## Written request
Arrange every line of the records below as a numbered list, leaving out blank lines and omitting the pictures.

(Photo object pointing records)
** start **

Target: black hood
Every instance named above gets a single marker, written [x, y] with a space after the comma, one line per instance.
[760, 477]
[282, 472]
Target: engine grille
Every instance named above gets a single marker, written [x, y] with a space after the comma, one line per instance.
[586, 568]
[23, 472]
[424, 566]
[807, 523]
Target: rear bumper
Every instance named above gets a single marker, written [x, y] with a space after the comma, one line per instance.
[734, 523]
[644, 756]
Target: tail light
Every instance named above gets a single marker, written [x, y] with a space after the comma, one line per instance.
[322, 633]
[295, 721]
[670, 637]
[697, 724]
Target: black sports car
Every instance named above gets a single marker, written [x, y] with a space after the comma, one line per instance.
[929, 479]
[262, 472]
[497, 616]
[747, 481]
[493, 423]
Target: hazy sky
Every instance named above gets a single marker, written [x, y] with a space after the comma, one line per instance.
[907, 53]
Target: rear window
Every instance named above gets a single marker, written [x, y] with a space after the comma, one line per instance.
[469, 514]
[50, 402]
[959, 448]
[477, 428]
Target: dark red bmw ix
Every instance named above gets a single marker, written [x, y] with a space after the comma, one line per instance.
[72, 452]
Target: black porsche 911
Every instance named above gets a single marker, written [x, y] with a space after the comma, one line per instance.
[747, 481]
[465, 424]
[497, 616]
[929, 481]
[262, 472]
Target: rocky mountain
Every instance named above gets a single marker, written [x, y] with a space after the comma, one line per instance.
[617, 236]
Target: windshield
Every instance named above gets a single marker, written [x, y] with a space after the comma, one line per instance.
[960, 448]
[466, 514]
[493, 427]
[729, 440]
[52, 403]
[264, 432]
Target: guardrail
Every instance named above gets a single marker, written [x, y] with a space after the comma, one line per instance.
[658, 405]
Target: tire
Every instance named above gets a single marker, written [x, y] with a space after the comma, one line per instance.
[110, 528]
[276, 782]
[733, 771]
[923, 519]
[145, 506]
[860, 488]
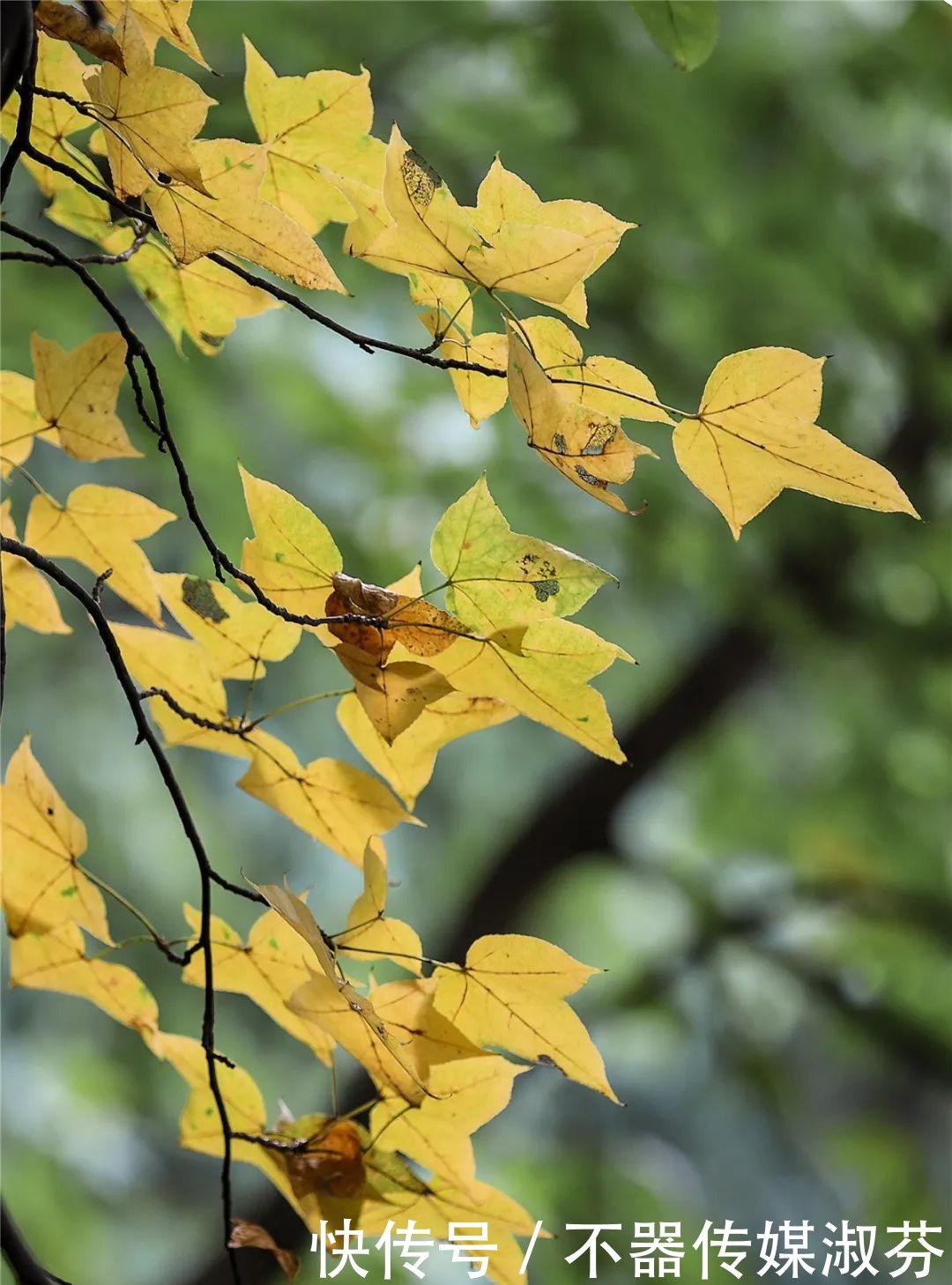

** end **

## Expected answer
1. Target: black hood
2. Every instance named above gets a single marker, written [x, y] with a space after the comma, one line per instance.
3. [760, 477]
4. [282, 472]
5. Target: engine grille
6. Every instance named above gets a single marker, written [x, y] with a space after the comma, one line per instance.
7. [586, 568]
8. [23, 472]
9. [424, 566]
10. [807, 523]
11. Target: rear bumper
12. Every instance named above gets a single marker, written [x, y] with a space after the comma, one line per instance.
13. [734, 523]
14. [644, 756]
15. Target: tail light
16. Every instance named above gets a single marker, written [x, y] with a space after the comma, one line per instance.
17. [322, 633]
18. [295, 721]
19. [670, 637]
20. [697, 724]
21. Target: black sports car
22. Every instance named above gets a single marker, written [x, y] with a space after the comma, one line per instance.
23. [929, 479]
24. [262, 472]
25. [497, 616]
26. [747, 481]
27. [493, 423]
28. Target: hazy sky
29. Every instance named above gets a single marker, written [x, y] with a space after the comma, one line per instance.
30. [907, 53]
31. Target: rear window
32. Every instance named above gets a single marker, written [x, y] with a space after the comma, one line per instance.
33. [469, 514]
34. [50, 402]
35. [959, 448]
36. [477, 428]
37. Target: dark red bmw ix
38. Every instance named above gets a single marker, written [x, y] with a space after the comma, one line per instance.
39. [72, 452]
40. Target: black porsche 911
41. Every instance named above gets a single marker, written [x, y] with a space after the comma, one line per instance.
42. [747, 481]
43. [465, 424]
44. [497, 616]
45. [929, 481]
46. [262, 472]
47. Target: rocky mountain
48. Every instance named above gets a single marker, written [x, y] with a space after the comma, one line per instance.
49. [617, 236]
50. Target: windshield
51. Every instance named above gets a single marker, written [x, y] with a space after the comma, one line per instance.
52. [960, 448]
53. [466, 514]
54. [493, 427]
55. [729, 440]
56. [52, 403]
57. [264, 432]
58. Target: guardrail
59. Every instance named above gets a single marker, written [x, y] with a space after the comma, one line per instance.
60. [658, 405]
61. Target: tire
62. Every instance named above gets a single marker, written [x, y] with a space after the comma, one line per instance.
63. [110, 528]
64. [276, 782]
65. [733, 771]
66. [923, 519]
67. [145, 506]
68. [860, 488]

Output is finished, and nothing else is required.